CHALLENGE:
Output the line containing "Objective — for every instance of the house" and all subsequent lines of the listing below, copied exactly, with no other lines.

MATERIALS PROVIDED:

— START —

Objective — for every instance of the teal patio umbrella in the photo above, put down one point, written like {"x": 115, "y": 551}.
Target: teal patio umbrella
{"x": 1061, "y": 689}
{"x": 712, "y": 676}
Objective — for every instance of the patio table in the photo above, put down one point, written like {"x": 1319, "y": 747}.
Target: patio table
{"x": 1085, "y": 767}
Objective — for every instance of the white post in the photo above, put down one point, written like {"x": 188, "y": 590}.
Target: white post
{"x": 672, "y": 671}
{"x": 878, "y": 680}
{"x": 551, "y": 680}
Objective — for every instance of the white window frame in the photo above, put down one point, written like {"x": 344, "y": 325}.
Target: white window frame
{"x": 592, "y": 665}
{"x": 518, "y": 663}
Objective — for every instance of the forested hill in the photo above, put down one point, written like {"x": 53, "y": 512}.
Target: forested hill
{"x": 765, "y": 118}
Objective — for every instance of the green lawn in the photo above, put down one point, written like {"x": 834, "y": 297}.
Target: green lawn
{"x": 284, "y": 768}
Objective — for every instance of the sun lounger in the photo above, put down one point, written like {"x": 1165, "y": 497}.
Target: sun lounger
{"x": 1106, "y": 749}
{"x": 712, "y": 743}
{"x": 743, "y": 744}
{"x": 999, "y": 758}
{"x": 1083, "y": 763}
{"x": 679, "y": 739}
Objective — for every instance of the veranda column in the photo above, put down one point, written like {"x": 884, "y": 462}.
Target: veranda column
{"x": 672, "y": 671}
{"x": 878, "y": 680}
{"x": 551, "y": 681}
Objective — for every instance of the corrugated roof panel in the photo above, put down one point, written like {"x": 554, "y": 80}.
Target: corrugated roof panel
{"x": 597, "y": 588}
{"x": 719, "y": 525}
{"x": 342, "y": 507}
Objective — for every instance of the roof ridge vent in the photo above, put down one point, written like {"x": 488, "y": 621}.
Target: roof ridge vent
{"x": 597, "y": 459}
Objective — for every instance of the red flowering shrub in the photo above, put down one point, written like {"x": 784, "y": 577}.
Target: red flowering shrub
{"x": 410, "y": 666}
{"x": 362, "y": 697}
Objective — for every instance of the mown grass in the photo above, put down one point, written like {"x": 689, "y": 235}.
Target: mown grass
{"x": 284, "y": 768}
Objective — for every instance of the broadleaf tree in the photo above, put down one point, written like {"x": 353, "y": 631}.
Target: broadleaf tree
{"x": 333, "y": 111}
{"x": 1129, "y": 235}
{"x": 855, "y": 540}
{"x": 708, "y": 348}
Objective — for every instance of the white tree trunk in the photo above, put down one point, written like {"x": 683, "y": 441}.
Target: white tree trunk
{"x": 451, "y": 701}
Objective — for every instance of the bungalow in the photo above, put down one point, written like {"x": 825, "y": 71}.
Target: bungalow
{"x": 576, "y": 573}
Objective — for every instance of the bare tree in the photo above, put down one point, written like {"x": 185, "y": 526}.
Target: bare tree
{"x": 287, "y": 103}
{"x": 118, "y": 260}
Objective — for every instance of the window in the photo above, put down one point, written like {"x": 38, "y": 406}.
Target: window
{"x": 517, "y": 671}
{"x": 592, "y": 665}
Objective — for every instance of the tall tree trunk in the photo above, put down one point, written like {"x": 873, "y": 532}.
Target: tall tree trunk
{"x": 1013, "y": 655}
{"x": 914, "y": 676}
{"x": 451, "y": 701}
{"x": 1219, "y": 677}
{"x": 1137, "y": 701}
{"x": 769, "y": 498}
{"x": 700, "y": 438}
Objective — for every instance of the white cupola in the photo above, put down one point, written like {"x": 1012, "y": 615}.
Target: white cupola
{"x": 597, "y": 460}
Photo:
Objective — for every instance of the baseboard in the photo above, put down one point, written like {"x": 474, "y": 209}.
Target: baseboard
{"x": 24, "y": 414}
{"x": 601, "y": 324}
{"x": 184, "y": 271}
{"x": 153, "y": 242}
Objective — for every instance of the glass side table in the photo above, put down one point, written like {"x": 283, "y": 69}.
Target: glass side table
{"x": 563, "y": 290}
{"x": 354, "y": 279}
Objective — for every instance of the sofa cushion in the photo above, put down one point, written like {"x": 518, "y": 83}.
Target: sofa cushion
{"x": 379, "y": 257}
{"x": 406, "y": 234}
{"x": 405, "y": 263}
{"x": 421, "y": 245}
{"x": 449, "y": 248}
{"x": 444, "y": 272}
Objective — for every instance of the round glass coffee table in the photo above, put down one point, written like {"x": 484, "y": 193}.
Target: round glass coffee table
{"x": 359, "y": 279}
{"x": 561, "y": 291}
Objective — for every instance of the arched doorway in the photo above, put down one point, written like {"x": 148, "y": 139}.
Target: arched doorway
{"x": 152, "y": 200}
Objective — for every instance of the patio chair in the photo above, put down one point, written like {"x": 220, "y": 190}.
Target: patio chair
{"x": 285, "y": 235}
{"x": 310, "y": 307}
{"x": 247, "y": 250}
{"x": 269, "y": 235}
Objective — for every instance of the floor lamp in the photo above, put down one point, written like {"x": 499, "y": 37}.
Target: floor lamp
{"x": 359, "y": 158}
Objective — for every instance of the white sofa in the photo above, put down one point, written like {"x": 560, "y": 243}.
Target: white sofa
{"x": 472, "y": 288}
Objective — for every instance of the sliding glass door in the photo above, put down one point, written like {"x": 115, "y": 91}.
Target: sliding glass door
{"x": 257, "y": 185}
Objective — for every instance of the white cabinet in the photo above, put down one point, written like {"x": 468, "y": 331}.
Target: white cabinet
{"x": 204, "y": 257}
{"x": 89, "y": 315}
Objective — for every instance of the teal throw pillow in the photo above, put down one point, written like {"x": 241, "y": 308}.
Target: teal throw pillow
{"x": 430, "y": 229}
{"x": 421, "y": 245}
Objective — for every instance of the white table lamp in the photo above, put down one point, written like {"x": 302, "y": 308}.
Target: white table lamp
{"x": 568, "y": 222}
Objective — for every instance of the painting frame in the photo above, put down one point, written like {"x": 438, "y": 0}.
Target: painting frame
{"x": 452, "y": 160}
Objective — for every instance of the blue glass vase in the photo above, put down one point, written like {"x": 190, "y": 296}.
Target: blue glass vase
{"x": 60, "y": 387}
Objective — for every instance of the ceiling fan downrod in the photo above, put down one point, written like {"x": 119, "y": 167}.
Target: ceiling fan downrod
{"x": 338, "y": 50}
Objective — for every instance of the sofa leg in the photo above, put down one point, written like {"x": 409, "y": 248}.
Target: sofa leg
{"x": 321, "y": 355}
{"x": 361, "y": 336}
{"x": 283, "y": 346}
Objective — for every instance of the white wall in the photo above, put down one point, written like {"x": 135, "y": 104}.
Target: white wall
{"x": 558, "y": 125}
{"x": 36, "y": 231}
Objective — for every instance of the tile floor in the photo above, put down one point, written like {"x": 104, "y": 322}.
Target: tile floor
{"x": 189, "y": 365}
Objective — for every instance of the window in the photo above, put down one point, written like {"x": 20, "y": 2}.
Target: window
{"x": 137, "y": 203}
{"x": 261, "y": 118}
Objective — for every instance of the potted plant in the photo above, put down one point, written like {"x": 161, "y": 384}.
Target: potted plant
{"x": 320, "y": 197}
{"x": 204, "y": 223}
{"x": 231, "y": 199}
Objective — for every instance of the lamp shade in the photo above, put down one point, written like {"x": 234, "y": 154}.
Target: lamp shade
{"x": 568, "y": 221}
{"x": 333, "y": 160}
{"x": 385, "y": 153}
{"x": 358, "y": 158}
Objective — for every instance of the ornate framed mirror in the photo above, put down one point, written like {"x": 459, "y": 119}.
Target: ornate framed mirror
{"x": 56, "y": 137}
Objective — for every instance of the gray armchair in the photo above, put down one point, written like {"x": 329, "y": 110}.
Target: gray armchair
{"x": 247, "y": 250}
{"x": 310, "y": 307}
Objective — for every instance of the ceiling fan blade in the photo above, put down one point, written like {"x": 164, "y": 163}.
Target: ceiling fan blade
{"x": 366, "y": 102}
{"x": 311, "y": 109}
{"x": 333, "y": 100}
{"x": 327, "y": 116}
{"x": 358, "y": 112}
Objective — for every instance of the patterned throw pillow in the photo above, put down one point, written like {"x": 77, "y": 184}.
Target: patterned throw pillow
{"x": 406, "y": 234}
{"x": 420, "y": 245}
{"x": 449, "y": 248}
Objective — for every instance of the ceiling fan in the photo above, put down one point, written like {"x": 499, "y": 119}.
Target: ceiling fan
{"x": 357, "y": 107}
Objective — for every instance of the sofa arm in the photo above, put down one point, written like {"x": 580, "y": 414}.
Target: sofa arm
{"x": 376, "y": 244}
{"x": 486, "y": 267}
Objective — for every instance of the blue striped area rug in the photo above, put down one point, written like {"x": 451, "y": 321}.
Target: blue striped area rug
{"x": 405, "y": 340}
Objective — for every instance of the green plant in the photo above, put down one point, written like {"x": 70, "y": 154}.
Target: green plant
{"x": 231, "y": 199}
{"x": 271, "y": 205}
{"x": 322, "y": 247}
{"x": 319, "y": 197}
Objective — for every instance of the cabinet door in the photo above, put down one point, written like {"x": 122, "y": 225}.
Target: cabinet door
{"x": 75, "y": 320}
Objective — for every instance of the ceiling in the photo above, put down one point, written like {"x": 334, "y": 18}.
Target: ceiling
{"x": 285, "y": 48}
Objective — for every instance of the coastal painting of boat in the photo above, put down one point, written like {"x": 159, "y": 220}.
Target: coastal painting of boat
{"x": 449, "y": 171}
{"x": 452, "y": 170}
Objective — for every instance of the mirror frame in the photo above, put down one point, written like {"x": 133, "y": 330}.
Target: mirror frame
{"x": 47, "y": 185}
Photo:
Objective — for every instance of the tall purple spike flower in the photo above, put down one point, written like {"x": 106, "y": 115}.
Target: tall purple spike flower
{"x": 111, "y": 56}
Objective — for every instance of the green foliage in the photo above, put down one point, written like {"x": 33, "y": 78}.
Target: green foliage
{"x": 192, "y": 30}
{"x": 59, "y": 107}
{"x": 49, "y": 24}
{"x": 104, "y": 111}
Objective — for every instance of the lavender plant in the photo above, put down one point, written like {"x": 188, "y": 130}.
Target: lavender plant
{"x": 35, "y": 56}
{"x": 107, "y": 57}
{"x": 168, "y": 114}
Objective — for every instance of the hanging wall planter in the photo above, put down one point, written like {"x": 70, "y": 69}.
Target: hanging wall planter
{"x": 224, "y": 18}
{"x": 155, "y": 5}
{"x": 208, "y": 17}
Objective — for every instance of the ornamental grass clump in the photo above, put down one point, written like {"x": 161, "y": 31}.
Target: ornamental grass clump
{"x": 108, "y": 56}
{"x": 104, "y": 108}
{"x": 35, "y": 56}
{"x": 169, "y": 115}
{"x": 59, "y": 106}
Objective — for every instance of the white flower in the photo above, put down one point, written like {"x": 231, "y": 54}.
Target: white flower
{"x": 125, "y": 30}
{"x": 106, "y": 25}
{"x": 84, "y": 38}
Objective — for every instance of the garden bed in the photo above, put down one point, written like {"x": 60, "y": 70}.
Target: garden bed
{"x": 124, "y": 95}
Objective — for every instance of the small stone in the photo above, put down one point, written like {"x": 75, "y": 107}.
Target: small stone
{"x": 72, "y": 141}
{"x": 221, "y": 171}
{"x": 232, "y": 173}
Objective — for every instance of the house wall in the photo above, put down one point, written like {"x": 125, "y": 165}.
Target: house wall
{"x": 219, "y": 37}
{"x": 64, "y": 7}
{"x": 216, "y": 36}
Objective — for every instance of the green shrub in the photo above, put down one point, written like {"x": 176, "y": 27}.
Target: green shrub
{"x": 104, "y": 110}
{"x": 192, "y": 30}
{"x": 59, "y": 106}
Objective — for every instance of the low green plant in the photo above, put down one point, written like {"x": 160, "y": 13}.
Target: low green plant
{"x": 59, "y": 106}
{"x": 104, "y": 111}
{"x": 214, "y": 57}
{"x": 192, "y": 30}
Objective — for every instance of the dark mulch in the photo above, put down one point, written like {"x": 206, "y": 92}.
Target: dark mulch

— END —

OUTPUT:
Objective — for every instance of the house wall in the photo above, put down one point, written like {"x": 125, "y": 165}.
Target: house wall
{"x": 219, "y": 37}
{"x": 64, "y": 7}
{"x": 216, "y": 36}
Objective — for every instance of the green shrub in the photo above, put down one point, written like {"x": 176, "y": 27}.
Target: green shrub
{"x": 104, "y": 110}
{"x": 192, "y": 30}
{"x": 59, "y": 106}
Objective — for every instance of the low green plant in the photo above, put down one point, written like {"x": 160, "y": 13}.
Target: low green plant
{"x": 59, "y": 106}
{"x": 104, "y": 111}
{"x": 214, "y": 57}
{"x": 192, "y": 30}
Objective — for every instance of the dark mulch in the photo above, put down one point, written like {"x": 206, "y": 92}.
Target: dark mulch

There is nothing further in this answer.